| AIM OF THE EXERCISE |
Transcribe the data below verbatim from the line with "point(35, 311)" to the line with "point(785, 394)". Include both of those lines.

-------- AVAILABLE RECORDS

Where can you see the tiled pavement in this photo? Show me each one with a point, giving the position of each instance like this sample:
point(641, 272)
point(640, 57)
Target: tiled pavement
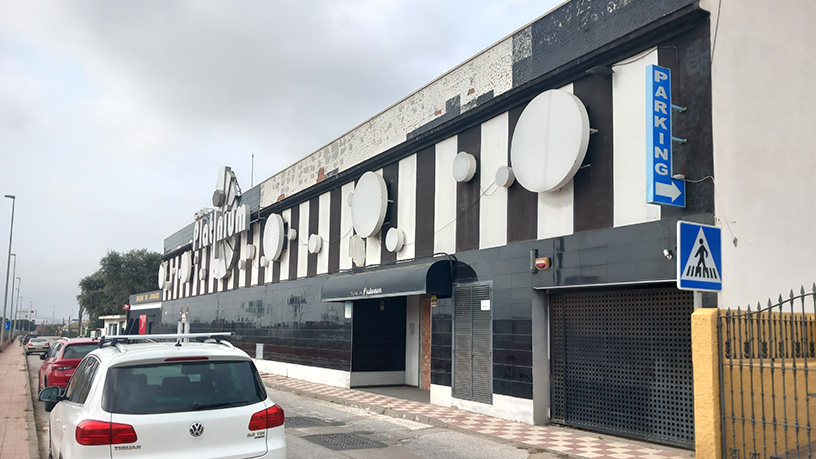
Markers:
point(557, 439)
point(18, 437)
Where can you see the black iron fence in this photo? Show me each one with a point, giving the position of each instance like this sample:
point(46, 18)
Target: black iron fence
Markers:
point(767, 357)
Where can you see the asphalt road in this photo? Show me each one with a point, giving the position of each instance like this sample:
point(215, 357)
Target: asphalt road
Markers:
point(379, 436)
point(40, 416)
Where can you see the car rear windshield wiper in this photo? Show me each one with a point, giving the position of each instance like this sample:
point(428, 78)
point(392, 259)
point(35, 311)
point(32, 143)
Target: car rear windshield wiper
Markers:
point(207, 406)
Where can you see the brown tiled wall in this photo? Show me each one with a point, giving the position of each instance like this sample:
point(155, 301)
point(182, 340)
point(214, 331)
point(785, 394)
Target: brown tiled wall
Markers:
point(425, 366)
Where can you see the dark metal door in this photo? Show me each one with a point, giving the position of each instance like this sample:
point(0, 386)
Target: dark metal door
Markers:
point(472, 348)
point(621, 363)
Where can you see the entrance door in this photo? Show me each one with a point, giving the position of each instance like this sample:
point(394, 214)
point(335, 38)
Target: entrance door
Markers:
point(621, 363)
point(378, 338)
point(472, 348)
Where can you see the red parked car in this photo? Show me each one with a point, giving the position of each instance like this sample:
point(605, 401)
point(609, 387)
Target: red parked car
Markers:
point(61, 360)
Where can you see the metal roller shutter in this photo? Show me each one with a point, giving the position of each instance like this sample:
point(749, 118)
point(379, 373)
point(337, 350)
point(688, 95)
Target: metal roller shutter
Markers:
point(473, 344)
point(621, 363)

----------------

| SOLUTION FOR THIS TASK |
point(35, 311)
point(32, 143)
Target: car rear windshield wiper
Markers:
point(207, 406)
Where can you see the brown tiled wall in this photo? Show me each one with a point, giving the position of each instance like this sample:
point(155, 301)
point(182, 340)
point(214, 331)
point(785, 394)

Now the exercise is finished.